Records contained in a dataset

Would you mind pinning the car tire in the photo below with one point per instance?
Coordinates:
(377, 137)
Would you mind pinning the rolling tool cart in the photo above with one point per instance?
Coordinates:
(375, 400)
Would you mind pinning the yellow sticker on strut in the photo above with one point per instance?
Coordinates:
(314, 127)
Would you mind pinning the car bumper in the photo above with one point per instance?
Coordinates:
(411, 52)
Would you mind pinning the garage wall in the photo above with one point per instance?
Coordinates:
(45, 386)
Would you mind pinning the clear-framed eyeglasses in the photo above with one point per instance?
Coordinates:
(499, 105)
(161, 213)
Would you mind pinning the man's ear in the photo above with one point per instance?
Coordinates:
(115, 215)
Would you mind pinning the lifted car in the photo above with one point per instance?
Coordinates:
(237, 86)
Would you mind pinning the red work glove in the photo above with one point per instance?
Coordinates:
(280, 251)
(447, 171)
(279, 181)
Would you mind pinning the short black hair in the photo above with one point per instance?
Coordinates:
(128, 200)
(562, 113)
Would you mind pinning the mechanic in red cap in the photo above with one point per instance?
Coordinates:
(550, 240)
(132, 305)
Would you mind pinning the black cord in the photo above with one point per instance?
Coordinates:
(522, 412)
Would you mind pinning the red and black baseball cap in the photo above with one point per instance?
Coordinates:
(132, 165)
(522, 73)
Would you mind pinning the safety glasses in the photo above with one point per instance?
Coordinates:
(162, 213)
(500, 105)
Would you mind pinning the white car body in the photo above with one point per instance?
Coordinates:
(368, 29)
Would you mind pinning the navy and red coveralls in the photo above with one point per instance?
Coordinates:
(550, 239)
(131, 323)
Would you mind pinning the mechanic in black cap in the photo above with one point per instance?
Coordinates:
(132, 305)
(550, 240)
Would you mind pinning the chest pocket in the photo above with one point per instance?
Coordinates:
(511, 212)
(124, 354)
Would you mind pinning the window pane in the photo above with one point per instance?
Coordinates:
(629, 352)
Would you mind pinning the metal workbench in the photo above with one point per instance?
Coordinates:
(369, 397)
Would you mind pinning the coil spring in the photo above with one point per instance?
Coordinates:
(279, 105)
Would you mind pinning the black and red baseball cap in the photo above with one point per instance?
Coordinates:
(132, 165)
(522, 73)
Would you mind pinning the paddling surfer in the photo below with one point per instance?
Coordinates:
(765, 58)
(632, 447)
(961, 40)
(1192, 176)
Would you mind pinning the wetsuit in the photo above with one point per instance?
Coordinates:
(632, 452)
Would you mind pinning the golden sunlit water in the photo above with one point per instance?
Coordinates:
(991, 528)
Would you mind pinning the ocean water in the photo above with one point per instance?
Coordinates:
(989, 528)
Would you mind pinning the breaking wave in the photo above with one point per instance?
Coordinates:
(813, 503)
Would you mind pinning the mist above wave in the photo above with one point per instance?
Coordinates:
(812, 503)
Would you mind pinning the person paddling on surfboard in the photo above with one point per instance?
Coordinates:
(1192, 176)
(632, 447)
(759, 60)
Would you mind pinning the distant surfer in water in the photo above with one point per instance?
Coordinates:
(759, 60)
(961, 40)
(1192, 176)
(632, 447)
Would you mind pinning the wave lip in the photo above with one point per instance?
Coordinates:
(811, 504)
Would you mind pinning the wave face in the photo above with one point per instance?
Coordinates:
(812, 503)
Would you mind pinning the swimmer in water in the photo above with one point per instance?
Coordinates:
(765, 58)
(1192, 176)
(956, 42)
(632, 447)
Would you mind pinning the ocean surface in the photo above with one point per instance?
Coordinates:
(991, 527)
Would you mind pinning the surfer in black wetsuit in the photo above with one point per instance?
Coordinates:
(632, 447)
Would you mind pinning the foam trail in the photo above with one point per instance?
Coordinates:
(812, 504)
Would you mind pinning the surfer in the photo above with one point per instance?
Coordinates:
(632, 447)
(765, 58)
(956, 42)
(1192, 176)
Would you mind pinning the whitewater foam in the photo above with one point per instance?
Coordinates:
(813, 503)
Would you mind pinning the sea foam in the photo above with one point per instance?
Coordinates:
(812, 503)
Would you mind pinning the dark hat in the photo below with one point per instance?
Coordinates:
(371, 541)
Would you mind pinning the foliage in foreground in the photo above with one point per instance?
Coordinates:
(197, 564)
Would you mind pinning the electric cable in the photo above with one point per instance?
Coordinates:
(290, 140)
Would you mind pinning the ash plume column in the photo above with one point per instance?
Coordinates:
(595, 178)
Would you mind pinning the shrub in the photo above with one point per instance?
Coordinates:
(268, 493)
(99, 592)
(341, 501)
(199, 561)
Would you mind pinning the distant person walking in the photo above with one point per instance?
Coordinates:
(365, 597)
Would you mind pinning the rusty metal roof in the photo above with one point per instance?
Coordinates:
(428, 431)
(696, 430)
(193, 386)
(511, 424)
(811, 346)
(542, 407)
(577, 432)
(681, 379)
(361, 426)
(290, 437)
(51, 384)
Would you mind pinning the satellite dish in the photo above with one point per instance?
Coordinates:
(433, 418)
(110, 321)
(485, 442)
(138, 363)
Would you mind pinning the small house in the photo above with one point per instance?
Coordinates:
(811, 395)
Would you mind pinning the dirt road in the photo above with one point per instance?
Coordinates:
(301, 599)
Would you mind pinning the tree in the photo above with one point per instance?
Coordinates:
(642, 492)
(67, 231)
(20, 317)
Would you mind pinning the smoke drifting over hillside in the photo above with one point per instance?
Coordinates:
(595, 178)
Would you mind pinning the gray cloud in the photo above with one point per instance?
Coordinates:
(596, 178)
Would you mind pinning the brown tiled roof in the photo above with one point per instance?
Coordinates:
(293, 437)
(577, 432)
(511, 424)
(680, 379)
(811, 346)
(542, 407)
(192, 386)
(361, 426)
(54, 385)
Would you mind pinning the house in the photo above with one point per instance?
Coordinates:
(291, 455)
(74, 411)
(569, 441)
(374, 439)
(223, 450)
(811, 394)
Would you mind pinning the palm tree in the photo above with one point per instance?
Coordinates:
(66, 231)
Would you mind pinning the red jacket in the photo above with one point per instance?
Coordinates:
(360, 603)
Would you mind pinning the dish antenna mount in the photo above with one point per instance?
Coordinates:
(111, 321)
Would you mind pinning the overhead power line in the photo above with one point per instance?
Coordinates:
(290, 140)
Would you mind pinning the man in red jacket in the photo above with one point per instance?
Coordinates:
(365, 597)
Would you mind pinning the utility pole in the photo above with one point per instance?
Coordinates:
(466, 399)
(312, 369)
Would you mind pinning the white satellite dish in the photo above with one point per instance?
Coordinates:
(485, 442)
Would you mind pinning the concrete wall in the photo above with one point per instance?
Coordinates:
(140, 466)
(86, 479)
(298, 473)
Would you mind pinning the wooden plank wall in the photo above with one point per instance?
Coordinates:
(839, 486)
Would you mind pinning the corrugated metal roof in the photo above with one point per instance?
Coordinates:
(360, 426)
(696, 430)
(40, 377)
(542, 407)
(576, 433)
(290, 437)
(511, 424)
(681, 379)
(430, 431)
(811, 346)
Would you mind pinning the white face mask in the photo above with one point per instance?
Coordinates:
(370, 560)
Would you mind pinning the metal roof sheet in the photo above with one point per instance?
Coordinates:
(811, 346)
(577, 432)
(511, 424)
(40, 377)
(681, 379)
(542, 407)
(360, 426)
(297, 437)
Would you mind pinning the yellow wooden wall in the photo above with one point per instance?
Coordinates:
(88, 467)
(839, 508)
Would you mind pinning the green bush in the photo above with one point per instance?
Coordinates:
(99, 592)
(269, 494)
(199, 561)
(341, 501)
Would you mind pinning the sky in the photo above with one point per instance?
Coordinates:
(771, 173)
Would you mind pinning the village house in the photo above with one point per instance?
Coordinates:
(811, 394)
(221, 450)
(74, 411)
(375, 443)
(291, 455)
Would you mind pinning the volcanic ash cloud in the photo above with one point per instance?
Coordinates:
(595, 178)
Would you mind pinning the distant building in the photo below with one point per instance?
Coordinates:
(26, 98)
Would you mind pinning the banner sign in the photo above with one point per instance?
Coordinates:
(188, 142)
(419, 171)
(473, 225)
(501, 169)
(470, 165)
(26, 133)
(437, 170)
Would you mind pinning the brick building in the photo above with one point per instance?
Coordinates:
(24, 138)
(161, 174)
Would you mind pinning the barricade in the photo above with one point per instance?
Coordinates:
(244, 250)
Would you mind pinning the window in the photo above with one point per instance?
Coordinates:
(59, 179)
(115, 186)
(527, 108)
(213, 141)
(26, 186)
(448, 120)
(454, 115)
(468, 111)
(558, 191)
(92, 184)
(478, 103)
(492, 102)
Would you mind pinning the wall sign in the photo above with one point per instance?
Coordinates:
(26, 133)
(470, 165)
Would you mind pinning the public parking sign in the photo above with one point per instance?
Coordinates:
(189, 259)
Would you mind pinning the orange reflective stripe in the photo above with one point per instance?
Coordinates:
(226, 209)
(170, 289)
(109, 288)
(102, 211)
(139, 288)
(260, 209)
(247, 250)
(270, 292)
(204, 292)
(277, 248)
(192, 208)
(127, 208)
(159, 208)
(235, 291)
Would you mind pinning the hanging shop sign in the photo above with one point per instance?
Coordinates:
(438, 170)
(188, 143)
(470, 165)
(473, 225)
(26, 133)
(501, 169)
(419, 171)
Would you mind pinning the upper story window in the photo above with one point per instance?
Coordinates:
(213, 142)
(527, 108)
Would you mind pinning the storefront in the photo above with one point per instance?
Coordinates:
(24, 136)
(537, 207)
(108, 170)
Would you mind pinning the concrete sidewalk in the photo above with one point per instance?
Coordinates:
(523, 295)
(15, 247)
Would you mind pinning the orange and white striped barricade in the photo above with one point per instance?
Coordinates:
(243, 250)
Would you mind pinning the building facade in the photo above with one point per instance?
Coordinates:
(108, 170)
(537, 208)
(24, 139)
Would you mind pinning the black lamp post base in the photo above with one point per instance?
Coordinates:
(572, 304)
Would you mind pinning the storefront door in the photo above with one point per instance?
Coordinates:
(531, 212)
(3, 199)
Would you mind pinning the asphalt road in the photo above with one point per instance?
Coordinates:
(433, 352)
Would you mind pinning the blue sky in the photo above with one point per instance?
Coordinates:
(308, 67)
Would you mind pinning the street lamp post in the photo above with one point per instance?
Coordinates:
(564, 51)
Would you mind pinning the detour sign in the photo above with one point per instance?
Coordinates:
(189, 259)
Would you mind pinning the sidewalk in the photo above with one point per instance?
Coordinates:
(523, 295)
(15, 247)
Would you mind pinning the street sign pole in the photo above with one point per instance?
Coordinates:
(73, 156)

> _Work item_
Gather each line of the records holding the string "wetsuit".

> _Exercise output_
Would you mind pinning the wetsuit in the photo above with one point per instance?
Would you mind pinning the surfer in black wetsuit in the photo above with one point per instance?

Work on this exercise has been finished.